*** SUPPLIED DATA ***

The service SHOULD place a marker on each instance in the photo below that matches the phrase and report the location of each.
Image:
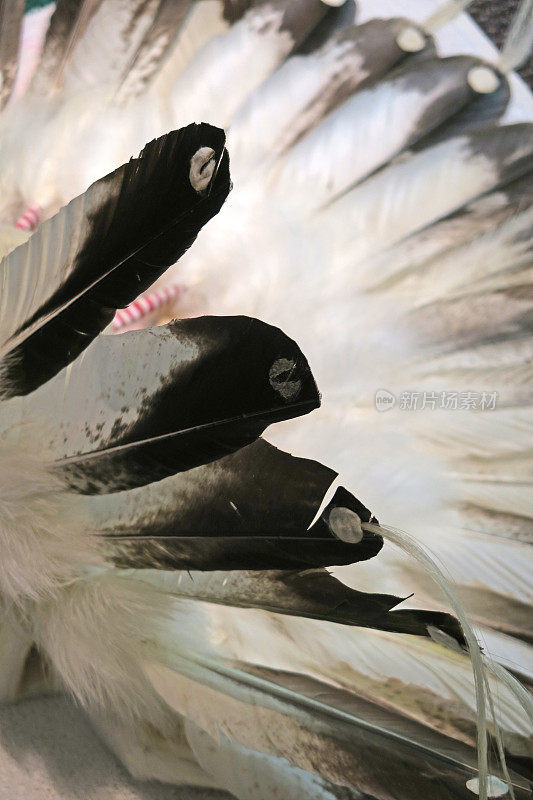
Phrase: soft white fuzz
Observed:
(42, 540)
(93, 625)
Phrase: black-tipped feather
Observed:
(226, 380)
(248, 511)
(314, 593)
(11, 12)
(102, 250)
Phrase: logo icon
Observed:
(384, 400)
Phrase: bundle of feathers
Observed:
(226, 611)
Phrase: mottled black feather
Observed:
(148, 217)
(243, 376)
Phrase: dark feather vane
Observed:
(142, 218)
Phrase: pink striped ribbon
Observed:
(144, 305)
(30, 219)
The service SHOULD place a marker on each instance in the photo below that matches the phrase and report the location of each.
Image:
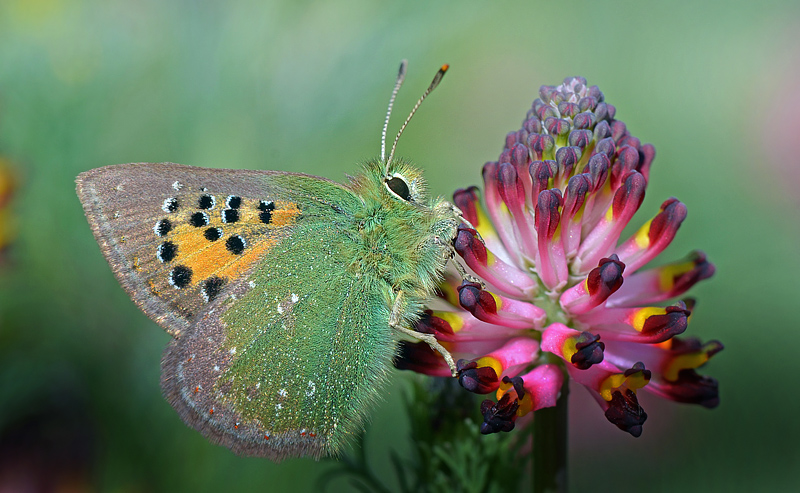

*** End of SUPPLIED DATA ***

== PROBLEM TO WORK ON ==
Write out each line of the data above exactly, starting at the top and finishing with the line containing "Phrase: black-tipped feather"; omit the pictures.

== ANSWER SPACE ==
The service SHOULD place a marker on each instance in the photo below that matches the phrase and report the location of each.
Image:
Phrase: soft white fuzz
Observed:
(42, 540)
(93, 625)
Phrase: black-tipped feather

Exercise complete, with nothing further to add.